DOCUMENT PASSAGE:
=== Section Start ===
After checking the disks with command "vdq -qH" or "vdq -Hi," you find one or more drives that show "Reason: Not mounted on this host." These, and some others show "State: Ineligible for use by VSAN." Among those that are Ineligible, there may be Boss cards, Satadom, RecoverPoint disks, and other types that should show that state. Within vCenter, you may see more drives than are expected, though the extra ones are not available to add to disk groups.
New drives may not be visible after being added or replaced following a drive failure. Drives that have nothing after "Name:" should be "naa.<numbers&letters>." These are commonly called "ghost disks" or "phantom drives." They are in a place where a now-lost device used to be. Having ghost disks present can result in various issues such as long boot times, failing validations, inability to "ensure accessibility," and host crashes in some situations.
Removing ghost drives is often possible through vCenter or by command line. However, sometimes they fail to remove as well, and in these cases you often have to fix the "Not mounted…" drive first.
If the VSAN detects failure to write to a drive, it may kick it out of the VSAN even if the hardware sensors have not seen a condition that would cause them to mark the disk as faulted yet. If that disk is a cache drive or if using deduplication and compression, the VSAN have to take the entire disk group offline. While this can lead to the above-mentioned conditions, it is not the underlying cause. The cause is corrupted metadata or disks that still have partitions (from their former configuration). They are not recovered and ready to be added back to the VSAN. This can also occur for other reasons when something is inadvertently written over disk metadata improperly. The data is intact but no longer accessible, and the VSAN have to recover storage policy compliance with a resync.
A drive with this type of partition may believe it is part of a disk group and show a cache drive where there should not be one. This cache drive does not have normal information like the capacity or name (naa info missing). You cannot remove it, however, due to the host thinking there is a drive there which is not mounted. You are also unable to correct this by re-scanning the storage controllers (this can cause a host crash) or by rebooting the host.
=== Section End ===
SOURCE INFORMATION:
=== Section Start ===
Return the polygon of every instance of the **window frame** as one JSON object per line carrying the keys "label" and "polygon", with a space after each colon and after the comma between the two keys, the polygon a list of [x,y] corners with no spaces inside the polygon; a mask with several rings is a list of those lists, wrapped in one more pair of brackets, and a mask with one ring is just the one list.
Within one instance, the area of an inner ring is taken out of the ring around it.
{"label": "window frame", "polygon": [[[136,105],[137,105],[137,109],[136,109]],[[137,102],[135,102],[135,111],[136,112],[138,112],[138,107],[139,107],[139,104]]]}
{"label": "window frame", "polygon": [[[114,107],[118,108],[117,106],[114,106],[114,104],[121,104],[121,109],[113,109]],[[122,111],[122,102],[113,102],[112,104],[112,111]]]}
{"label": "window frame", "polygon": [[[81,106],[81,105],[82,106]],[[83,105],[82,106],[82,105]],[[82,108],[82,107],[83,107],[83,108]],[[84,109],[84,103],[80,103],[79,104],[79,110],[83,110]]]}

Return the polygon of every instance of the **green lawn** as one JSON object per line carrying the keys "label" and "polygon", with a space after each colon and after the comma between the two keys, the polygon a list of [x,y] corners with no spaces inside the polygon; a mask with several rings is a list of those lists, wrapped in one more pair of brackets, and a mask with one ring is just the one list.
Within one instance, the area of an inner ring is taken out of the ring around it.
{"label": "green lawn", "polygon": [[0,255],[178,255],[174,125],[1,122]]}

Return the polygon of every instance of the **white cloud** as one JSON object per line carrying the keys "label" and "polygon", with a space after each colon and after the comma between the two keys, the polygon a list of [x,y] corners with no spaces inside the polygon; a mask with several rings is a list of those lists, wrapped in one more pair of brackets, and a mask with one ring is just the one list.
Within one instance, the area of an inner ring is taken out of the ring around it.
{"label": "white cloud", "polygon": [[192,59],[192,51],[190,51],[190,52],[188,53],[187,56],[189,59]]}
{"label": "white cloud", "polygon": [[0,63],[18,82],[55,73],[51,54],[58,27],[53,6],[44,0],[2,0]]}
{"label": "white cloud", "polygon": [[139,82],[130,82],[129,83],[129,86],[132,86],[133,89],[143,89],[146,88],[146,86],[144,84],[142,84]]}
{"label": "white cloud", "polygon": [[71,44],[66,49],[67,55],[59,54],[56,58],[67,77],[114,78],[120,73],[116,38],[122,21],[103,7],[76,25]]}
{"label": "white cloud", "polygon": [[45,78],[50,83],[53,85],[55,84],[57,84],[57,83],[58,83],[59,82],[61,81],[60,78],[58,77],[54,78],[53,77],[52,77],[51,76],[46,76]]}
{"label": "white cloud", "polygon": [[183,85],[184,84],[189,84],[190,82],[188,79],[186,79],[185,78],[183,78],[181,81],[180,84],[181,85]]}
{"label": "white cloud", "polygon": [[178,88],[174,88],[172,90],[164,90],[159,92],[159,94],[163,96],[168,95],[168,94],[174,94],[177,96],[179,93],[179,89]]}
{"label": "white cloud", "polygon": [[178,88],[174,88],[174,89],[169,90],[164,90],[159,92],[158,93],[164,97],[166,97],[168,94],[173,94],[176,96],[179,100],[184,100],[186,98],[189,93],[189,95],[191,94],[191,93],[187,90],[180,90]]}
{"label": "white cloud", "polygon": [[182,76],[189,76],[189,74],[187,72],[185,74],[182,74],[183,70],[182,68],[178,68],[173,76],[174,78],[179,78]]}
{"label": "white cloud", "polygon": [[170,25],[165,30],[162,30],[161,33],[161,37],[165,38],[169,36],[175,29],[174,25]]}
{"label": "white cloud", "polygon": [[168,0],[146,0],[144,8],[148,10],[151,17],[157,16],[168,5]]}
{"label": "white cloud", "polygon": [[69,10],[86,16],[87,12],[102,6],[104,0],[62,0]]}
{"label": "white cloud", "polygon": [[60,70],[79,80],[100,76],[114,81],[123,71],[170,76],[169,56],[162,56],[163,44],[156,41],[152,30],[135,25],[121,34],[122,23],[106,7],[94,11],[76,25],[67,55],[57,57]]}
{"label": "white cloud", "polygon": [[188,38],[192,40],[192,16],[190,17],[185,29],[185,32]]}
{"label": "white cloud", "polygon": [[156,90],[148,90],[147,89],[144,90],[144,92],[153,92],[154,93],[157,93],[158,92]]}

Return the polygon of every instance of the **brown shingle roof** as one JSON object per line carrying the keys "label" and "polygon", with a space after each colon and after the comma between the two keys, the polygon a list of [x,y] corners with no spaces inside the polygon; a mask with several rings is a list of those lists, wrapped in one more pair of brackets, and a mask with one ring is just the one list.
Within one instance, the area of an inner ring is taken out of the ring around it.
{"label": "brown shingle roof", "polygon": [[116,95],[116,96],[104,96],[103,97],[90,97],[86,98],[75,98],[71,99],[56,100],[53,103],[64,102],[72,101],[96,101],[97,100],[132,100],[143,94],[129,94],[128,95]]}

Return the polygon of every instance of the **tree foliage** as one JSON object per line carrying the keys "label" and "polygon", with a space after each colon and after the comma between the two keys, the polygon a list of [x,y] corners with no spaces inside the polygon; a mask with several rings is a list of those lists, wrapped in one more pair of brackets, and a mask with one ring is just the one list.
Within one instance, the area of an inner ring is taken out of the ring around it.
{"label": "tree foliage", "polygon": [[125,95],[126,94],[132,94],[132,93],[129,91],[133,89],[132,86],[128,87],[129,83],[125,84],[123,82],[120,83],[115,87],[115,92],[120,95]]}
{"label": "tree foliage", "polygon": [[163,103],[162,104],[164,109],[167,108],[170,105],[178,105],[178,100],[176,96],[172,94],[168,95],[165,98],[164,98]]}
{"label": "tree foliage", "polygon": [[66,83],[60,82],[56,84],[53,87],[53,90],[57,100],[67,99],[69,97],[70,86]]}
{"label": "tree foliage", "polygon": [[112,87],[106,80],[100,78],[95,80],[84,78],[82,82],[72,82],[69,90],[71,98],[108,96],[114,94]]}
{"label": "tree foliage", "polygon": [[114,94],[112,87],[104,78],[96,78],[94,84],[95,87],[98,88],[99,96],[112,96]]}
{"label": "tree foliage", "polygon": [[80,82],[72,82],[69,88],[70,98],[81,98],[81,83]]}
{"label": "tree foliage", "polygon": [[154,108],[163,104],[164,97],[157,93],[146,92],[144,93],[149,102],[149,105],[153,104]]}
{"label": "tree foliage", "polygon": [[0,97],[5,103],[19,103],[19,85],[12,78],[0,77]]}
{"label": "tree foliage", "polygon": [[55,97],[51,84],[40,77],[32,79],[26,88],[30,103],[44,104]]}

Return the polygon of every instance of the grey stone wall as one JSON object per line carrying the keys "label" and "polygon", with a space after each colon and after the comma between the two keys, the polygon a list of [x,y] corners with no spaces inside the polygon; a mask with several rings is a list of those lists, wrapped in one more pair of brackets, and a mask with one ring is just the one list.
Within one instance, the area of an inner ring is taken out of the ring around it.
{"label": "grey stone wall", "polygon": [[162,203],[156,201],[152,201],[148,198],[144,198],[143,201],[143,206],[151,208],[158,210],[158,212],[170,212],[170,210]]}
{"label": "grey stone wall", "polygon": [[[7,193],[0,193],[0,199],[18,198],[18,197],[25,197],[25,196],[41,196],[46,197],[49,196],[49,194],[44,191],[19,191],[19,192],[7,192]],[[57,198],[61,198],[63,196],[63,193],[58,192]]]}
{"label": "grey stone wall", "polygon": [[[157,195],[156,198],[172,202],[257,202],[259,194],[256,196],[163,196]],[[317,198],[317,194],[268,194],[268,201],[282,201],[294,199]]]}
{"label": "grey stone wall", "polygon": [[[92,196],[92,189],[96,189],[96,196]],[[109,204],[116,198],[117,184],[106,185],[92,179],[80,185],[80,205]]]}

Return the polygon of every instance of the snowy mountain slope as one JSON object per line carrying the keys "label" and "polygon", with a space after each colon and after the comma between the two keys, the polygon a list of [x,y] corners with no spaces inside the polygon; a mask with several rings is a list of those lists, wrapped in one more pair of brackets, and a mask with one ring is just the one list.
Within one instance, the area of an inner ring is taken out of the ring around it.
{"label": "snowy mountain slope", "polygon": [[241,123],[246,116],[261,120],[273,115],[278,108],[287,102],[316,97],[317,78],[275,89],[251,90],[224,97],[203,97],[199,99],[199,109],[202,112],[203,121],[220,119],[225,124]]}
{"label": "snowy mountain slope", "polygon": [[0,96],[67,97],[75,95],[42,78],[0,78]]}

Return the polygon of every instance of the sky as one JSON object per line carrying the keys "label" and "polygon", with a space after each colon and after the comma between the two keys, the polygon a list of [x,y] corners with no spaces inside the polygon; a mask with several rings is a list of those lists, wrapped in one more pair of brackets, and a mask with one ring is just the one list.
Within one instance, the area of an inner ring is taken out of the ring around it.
=== Section End ===
REQUIRED ACTIONS:
(1) In the vSAN ghost disk text, list every problem that having ghost disks present can cause.
(2) What does the vSAN ghost disk text name as the underlying cause of these conditions?
(3) Pick up the vSAN ghost disk text after its last sentence and continue it.
The items have nothing to do with what comes next.

RESPONSES IN ORDER:
(1)
- Long boot times
- Failing validations
- Inability to "ensure accessibility"
- Host crashes in some situations

(2) Corrupted metadata, or disks that still have partitions from their former configuration.

(3)
Fix: Any "Not mounted…" drives must have their partitions removed or hidden and any ghost disks must be removed from the environment. If partitions are masked, this should still allow them to show up as 'Eligible for use by VSAN' again. Adding them to a disk group should wipe anything that was on them during the process. After fixing that, and removing any ghost disks, you may need to reboot the host. This is done after everything is showing up properly on the host. In vCenter's Cluster > Configure > Disk Management area, you can create a disk group as normal.
Steps:
Place the host into Maintenance Mode (Ensure Accessibility). This protects data on the host from any mistakes or unexpected issues. Ensure that the rest of the VSAN is healthy as well. If there is a VSAN resync going on, this must complete before any disks or disk groups with data on them can be removed from the VSAN.
Broadcom has introduced a simple feature "Erase ESXi storage Devices" in versions 7.X and above.
Erase ESXi Storage Devices (vmware.com)
If the above does not work, use the manual steps below:
Run the below command on the host (in Putty) and copy the output to a document. Putty is not required but being able to copy and paste is helpful.
vdq -qH
Identify drives that are "Ineligible for Use by VSAN" AND either show "Reason: Not mounted on this host" or have nothing in the Name field (no naa).
Correct drives showing "Not mounted…" first:
partedUtil mklabel /dev/disks/<naa.#'s> gpt
vdq -qH
*If not, a reboot and then repeat of the previous step is needed. You should attempt to remove ghost disks before rebooting to avoid a long boot process as the host initializes disks and vSAN services attempt to start.
Remove ghost disks. You can usually do this in the same Disk Management area. If not, use command line on the host.
$ esxcli vsan storage remove -u <UUID>
Note the UUID of disks without naa names, from your output in step 1.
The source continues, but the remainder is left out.